### Excerpted text
________________________

No, but I have the internet, and I will look it up… So give me a moment while I look it up.

That is a good one. That was meant to be part of Ship It, but then some timelines got moved around, and that went on Changelog… And then the Ship It - we did the intro to the show. So that’s how it happened.

It was an interesting maneuver, a last-minute maneuver from us too, which - I’m not sure it matters to the listeners, but I think it was kind of… We had a plan, and then at the last minute we changed the first ten years of running down the field, so to speak. That was episode 441 on the Changelog’s feed, so changelog.com/441 will get you there, “Inside 2021’s infrastructure for Changelog.com”, which is a throwback to the year prior, “Inside 2020’s infrastructure for Changelog.com.” So we’ve been doing that every year now for the past couple of years.

I think that change made a lot of sense, and that change just led to a couple of other things… And now we’re finally in the point to talk about the next improvement, so you don’t have to wait another year; not only that, we’re doing things slightly differently. We’re going to share the things that we’re thinking about improving, maybe why we’re thinking about improving them, so that maybe you have better ideas, maybe you know about things that we don’t, that you would like us to try out, maybe part of the same thing…

So - Fastly. I would like to mention that, because Fastly, our partner - amazing CDN - had an outage a couple of weeks back.

________________________

### Recorded data
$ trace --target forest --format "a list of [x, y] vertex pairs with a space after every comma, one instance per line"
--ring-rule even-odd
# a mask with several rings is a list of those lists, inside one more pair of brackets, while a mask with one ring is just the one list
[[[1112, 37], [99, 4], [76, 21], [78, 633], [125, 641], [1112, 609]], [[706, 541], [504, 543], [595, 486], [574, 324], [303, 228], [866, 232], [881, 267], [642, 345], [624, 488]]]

________________________

### To-do list
(a) Say whether each statement agrees with the Changelog excerpt, answering yes or no and quoting the words that decide it: (i) The infrastructure episode was number 441 on the Changelog feed. (ii) The speakers intend to wait another year before discussing the next improvement. (iii) Fastly had an outage a couple of weeks back.
(b) Turn the paragraph of the Changelog excerpt beginning "I think that change made a lot of sense" into a short list that keeps its main facts.
(c) Reproduce the Changelog excerpt word for word, everything from "It was an interesting" down to "couple of years.".

### Answers given
(a)
(i) Yes: "That was episode 441 on the Changelog’s feed"
(ii) No: "so you don’t have to wait another year"
(iii) Yes: "had an outage a couple of weeks back"

(b)
- The change made sense and led to a couple of other things.
- The next improvement can now be discussed without waiting another year.
- This time things are done slightly differently: the planned improvements are shared along with possible reasons for them.
- The aim is that listeners may offer better ideas or know of things worth trying.

(c)
It was an interesting maneuver, a last-minute maneuver from us too, which - I’m not sure it matters to the listeners, but I think it was kind of… We had a plan, and then at the last minute we changed the first ten years of running down the field, so to speak. That was episode 441 on the Changelog’s feed, so changelog.com/441 will get you there, “Inside 2021’s infrastructure for Changelog.com”, which is a throwback to the year prior, “Inside 2020’s infrastructure for Changelog.com.” So we’ve been doing that every year now for the past couple of years.